#### [ASSIGNMENT]
Go through the entries, filter for the word "bearded", and copy every line that has it.

#### [Stored data entries]
+--
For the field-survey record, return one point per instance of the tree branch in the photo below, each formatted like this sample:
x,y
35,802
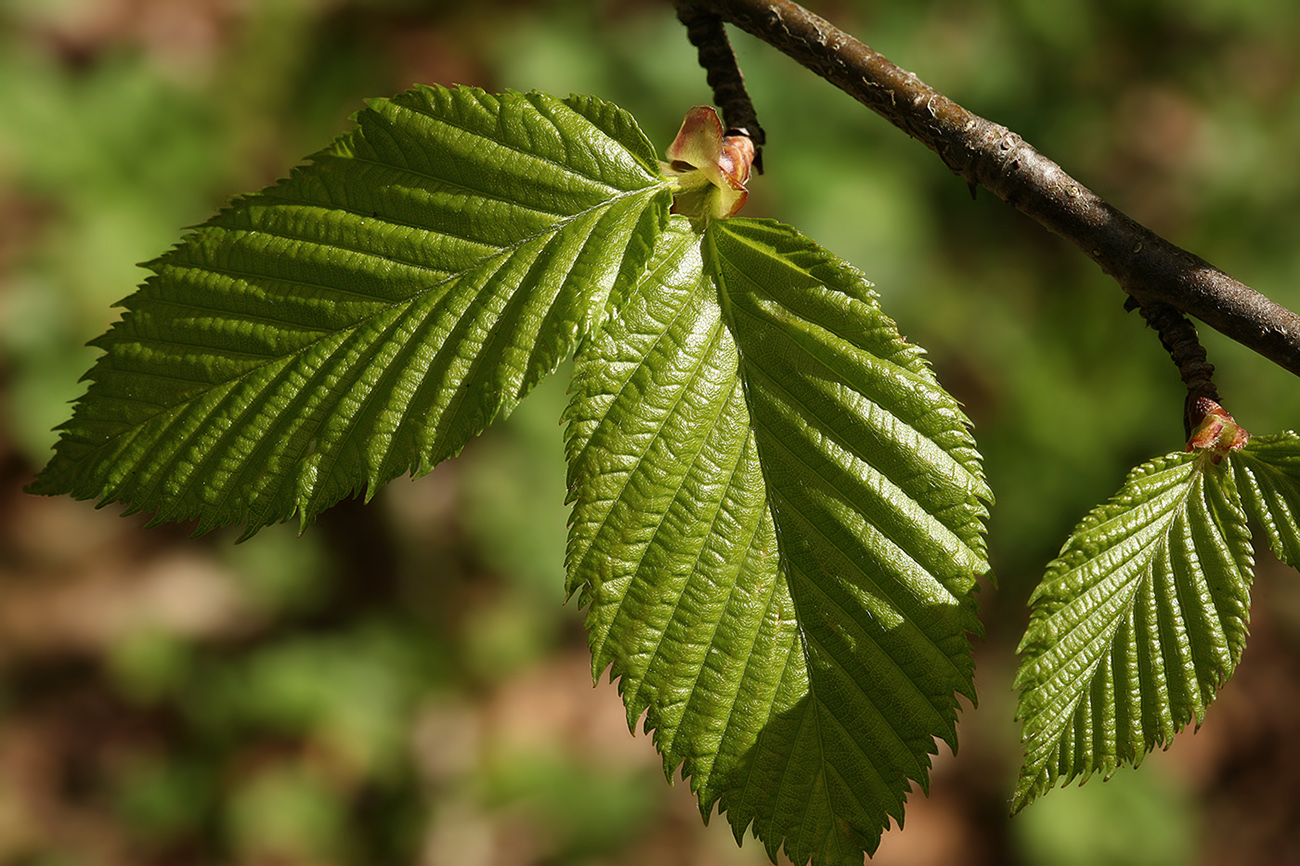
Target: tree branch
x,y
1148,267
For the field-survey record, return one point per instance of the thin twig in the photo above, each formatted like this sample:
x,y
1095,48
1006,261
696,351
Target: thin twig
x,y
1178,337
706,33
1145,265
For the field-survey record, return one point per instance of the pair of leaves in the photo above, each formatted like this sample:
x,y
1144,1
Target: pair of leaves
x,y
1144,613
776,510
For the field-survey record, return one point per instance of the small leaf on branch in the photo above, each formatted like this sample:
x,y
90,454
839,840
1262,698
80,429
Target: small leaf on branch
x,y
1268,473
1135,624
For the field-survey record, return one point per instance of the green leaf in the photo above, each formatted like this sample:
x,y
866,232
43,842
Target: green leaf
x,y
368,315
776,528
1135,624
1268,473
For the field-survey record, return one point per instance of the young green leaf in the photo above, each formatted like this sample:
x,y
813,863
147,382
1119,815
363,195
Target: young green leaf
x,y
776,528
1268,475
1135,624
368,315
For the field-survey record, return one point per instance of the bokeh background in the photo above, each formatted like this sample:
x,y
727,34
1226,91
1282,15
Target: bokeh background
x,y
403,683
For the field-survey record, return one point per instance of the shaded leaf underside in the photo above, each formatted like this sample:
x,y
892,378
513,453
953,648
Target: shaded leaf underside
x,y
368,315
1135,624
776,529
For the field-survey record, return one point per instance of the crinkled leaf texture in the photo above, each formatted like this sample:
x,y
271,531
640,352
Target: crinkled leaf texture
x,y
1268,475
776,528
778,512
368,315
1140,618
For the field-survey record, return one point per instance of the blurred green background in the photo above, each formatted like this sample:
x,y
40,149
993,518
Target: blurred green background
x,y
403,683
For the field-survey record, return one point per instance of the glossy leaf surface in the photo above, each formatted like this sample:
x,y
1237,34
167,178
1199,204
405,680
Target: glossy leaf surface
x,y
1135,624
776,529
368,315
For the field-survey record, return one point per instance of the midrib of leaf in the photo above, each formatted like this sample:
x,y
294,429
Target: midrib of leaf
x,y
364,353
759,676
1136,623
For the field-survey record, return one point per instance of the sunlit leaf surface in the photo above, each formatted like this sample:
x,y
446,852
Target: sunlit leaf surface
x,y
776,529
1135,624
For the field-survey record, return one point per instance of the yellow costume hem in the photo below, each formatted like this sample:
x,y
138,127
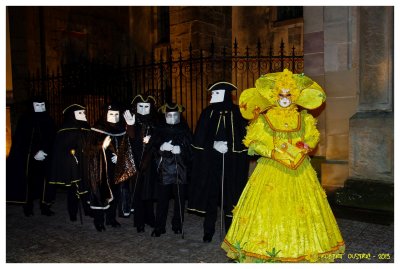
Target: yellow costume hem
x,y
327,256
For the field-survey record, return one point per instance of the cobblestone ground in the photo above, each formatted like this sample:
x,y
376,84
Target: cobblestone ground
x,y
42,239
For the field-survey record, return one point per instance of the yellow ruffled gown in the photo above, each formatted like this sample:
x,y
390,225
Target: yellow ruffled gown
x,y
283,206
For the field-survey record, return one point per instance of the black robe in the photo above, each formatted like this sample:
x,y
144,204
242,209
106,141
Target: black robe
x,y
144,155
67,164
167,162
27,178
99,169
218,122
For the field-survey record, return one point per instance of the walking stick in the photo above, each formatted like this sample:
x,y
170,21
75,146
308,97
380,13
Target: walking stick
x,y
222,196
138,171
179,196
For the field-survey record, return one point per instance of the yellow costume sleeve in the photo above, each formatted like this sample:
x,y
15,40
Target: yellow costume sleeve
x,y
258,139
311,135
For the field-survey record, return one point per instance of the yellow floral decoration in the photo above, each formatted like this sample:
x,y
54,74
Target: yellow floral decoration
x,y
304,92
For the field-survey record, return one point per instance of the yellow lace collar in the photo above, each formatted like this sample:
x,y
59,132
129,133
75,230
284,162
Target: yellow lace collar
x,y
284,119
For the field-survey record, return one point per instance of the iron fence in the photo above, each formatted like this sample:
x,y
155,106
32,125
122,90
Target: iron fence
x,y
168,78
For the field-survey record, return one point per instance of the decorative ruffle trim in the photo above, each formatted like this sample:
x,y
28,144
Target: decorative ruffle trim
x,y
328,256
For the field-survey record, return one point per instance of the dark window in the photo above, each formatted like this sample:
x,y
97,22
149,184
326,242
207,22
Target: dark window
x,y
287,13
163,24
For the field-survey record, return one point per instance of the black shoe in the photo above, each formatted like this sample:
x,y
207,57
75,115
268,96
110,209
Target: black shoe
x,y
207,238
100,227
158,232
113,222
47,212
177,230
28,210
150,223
+--
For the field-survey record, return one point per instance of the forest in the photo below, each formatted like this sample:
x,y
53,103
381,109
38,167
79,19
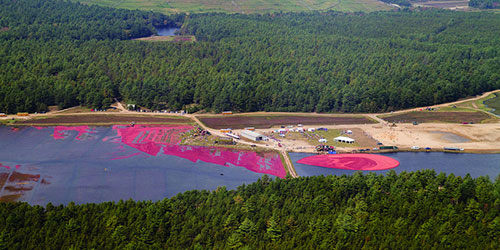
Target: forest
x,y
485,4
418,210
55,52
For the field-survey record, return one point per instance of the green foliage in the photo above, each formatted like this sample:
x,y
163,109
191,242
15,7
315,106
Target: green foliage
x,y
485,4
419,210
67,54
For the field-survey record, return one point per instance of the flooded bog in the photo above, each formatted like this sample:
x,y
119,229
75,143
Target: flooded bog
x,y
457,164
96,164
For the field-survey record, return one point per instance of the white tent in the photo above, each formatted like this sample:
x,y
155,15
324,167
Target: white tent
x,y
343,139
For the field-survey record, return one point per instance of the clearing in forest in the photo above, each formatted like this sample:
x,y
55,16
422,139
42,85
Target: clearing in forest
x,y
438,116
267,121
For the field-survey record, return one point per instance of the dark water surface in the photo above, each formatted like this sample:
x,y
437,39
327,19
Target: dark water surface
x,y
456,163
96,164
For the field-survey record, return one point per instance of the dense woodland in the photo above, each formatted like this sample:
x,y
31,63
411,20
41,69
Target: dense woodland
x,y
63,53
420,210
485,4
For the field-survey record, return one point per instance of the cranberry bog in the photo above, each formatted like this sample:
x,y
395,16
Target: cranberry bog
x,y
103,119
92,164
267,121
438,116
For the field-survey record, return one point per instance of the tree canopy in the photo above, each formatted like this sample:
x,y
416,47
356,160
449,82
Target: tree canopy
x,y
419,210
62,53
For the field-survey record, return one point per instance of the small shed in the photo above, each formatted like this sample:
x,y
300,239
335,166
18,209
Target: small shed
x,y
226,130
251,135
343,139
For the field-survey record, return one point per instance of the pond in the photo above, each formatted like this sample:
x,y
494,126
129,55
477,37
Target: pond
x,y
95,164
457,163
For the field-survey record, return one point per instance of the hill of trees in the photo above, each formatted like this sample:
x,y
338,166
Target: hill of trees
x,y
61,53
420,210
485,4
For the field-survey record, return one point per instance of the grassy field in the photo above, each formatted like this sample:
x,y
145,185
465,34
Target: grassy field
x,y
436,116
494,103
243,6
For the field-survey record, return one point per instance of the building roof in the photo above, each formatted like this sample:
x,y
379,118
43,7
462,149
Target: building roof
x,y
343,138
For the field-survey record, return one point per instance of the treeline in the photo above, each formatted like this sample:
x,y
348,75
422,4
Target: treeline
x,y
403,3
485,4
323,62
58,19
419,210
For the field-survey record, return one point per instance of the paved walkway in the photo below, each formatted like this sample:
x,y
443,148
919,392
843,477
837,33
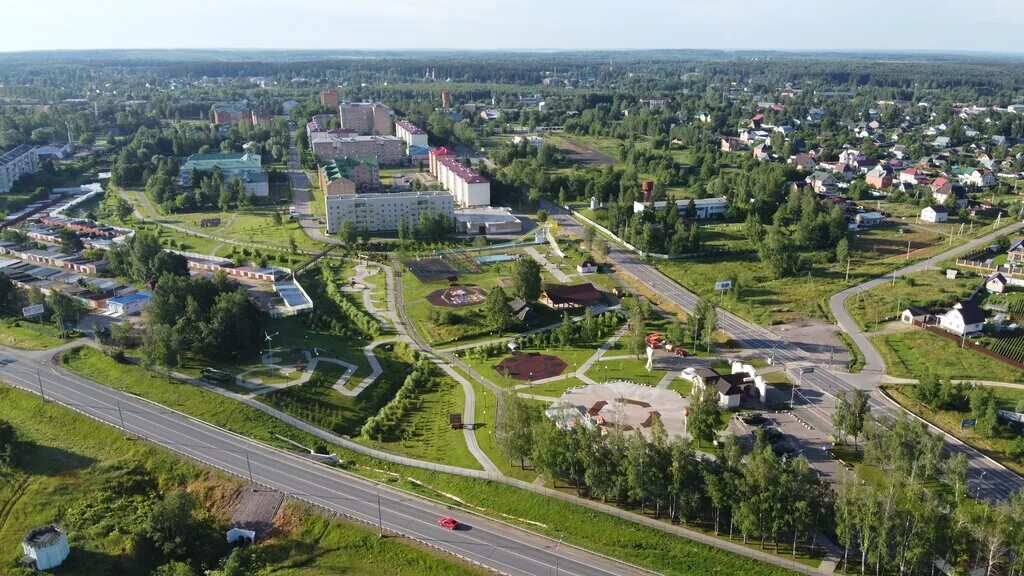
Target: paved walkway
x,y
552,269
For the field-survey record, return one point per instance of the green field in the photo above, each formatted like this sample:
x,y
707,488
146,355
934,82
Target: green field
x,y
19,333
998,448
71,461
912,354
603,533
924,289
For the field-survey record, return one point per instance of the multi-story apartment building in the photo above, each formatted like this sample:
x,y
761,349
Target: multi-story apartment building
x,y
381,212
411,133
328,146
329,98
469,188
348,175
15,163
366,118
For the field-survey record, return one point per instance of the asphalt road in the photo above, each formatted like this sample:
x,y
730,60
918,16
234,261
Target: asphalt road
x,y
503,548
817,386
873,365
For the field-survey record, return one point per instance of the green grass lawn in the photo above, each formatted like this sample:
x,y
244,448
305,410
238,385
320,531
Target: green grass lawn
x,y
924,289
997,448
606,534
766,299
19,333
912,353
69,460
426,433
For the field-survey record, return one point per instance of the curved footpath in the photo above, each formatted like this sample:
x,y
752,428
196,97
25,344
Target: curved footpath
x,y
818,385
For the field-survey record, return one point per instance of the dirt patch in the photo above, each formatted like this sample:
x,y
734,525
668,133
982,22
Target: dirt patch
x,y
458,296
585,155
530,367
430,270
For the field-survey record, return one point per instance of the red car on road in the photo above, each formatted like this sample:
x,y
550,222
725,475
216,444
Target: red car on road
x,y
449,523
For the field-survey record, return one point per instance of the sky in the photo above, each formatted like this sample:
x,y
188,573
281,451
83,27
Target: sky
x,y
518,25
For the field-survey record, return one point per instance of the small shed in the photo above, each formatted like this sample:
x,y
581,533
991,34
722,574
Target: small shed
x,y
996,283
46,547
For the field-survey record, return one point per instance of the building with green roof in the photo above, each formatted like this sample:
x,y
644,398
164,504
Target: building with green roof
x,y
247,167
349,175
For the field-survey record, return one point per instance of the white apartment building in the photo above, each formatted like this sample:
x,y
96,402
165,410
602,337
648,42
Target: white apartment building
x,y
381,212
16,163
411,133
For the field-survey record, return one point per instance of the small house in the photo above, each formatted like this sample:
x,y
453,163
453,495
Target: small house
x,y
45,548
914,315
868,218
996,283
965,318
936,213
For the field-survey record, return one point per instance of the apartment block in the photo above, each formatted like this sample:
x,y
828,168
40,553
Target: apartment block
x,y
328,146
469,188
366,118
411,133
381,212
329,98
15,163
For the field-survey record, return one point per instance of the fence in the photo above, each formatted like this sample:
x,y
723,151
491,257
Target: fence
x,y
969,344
+--
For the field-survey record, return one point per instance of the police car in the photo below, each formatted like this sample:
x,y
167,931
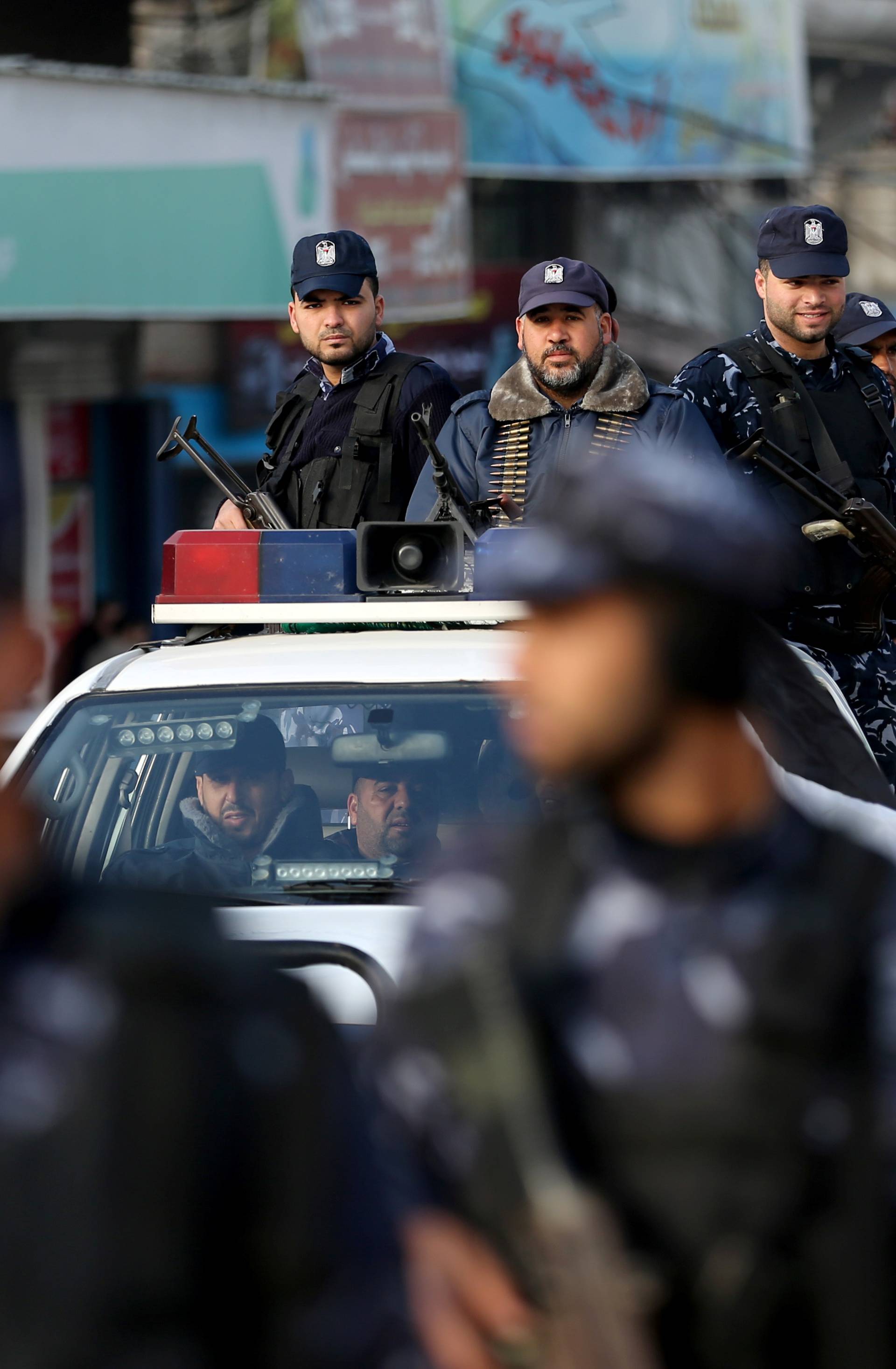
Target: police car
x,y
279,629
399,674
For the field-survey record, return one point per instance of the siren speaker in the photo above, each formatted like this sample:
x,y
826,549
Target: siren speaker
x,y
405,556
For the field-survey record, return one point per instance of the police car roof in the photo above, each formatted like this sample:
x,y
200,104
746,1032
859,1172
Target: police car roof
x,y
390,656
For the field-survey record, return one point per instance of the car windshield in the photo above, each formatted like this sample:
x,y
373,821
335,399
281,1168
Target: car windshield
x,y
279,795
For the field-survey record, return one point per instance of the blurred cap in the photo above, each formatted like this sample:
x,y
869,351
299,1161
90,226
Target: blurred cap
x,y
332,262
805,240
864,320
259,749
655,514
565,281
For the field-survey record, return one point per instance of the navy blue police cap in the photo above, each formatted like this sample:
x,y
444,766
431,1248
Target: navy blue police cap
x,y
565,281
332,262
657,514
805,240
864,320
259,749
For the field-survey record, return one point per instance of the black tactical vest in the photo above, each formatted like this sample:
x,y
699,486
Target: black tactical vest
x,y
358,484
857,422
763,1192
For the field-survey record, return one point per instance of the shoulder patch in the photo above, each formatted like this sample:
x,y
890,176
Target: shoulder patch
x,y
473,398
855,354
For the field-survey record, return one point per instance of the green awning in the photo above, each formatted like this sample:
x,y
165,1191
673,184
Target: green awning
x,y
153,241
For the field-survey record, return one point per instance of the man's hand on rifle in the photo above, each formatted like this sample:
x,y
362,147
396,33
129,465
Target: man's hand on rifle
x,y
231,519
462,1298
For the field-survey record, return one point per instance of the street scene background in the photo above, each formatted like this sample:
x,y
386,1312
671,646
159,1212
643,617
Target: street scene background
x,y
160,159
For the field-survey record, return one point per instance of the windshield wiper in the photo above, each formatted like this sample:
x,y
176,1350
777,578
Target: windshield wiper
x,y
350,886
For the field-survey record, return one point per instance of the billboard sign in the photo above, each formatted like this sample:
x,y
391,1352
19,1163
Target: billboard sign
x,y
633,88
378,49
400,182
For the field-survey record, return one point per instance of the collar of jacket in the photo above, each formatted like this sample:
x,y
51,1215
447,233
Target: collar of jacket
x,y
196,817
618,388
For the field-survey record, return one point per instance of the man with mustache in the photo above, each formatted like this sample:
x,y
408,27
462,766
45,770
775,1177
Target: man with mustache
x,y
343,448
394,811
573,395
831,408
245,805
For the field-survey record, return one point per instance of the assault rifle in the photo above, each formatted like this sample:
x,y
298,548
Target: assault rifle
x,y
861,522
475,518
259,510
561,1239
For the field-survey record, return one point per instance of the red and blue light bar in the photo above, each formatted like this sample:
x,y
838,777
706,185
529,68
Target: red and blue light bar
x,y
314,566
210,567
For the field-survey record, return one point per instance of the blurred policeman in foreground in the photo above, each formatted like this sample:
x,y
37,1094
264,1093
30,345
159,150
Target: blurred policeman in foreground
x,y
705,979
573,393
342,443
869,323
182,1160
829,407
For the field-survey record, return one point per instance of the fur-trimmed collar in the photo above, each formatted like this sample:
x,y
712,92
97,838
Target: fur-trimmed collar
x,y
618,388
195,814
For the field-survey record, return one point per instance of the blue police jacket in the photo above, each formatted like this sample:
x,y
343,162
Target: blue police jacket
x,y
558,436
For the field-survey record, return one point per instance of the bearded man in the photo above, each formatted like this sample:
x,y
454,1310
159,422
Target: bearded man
+--
#### [ANSWER BOX]
For the field-survey record, return one point per instance of the bearded man in the photo above, each formatted like this sample:
Target: bearded man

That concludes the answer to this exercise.